** Opening Document excerpt block **
19. Dinesh Agarwal, Founder and CEO of IndiaMART.com praised the union Budget 2017 by saying that it has laid the foundation of an enterprise and business pro India which according to him are the important factors to boost GDP. “The budget 2017 has laid a foundation of an enterprise and business pro India. Important factors to boost GDP are thought of the Union Budget 2017, he said.” “Most important elements such as young demographic dividend, skill development, women employability, digital education, transport have been well accounted for. Also, it is reflected that the burden of taxation is more evenly split with all demographies of the society,” he added.
20. Neelesh Talathi, CFO-Pepperfry.com, says the Union Budget 2017 “Promotes Growth, Builds Digital India”. The Union Budget 2018 has set the right priorities as India takes head-on the challenging global economic environment. The emphasis is rightly on growth with a slew of initiatives including higher allocation to infrastructure, increased emphasis on affordable housing & more disposal income in the hands of middle class Indians.
** Closing Document excerpt block **
** Opening Records provided block **
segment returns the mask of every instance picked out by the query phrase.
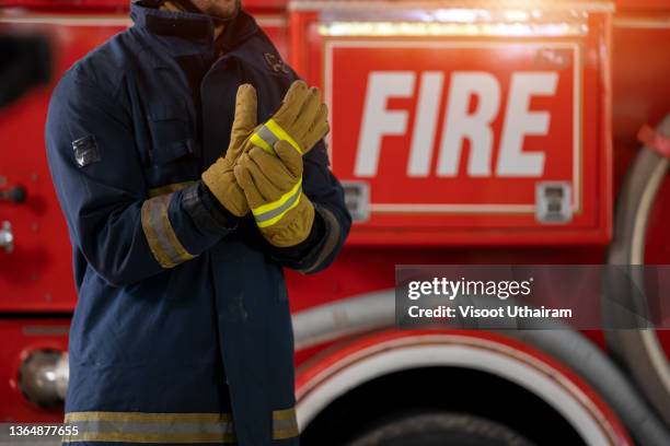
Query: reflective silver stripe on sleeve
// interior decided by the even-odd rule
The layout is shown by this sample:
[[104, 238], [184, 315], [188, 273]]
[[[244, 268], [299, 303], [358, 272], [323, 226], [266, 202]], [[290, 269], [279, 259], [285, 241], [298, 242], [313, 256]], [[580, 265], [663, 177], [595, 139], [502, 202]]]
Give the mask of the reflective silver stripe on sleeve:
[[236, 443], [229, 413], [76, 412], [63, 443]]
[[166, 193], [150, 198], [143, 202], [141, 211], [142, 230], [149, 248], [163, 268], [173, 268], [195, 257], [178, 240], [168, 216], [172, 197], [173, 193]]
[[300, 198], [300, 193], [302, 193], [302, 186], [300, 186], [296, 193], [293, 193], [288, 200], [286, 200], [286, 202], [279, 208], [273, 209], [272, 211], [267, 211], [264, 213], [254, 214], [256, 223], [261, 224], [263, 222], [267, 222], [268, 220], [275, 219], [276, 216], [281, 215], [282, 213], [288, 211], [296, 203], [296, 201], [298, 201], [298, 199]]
** Closing Records provided block **
** Opening Records provided block **
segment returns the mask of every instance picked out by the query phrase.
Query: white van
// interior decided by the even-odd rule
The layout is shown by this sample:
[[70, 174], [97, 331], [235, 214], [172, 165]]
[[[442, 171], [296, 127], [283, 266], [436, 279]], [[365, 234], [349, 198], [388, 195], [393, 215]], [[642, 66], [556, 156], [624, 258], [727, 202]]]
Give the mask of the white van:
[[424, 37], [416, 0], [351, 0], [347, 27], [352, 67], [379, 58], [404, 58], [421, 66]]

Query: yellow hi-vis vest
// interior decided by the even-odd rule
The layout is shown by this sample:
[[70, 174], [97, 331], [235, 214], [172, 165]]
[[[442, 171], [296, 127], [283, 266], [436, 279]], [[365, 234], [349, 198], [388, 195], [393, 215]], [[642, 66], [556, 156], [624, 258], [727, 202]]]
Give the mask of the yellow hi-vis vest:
** Closing Records provided block **
■ Parts of the exercise
a: Answer these questions about the Union Budget 2017 commentary:
(i) What positions does Dinesh Agarwal hold at IndiaMART.com?
(ii) What two-part phrase does Neelesh Talathi use to describe the budget?
(iii) According to Agarwal, how is the burden of taxation now split?
b: Extend the excerpt of industry reactions to the Union Budget 2017 with the text that follows its last sentence.

■ Results of the exercise
a:
(i) Founder and CEO.
(ii) "Promotes Growth, Builds Digital India."
(iii) More evenly, with all demographies of the society.

b:
21. Union Budget 2017 was presented by Finance Minister Arun Jaitley today and his budgetary proposals have elicited a number of reactions. In the latest, Founder & CEO of Paytm Vijay Shekhar Sharma reacted after the presentation and said the government has pushed the digital theme in every area of the budget and so it can be termed as a ‘digital economy budget’. Sharma said, “Every person from a small shops to consumers are pushed towards the digital economy. Tax benefits, incentives to use digital payments and extending loans based on a digital footprint will create a larger merchant ecosystem for digital payments.” Sharma also spoke in the favour of incentives that would be provided for labour intensive sectors which includes housing, farming and dairy, and said that this will help SMEs to create new jobs.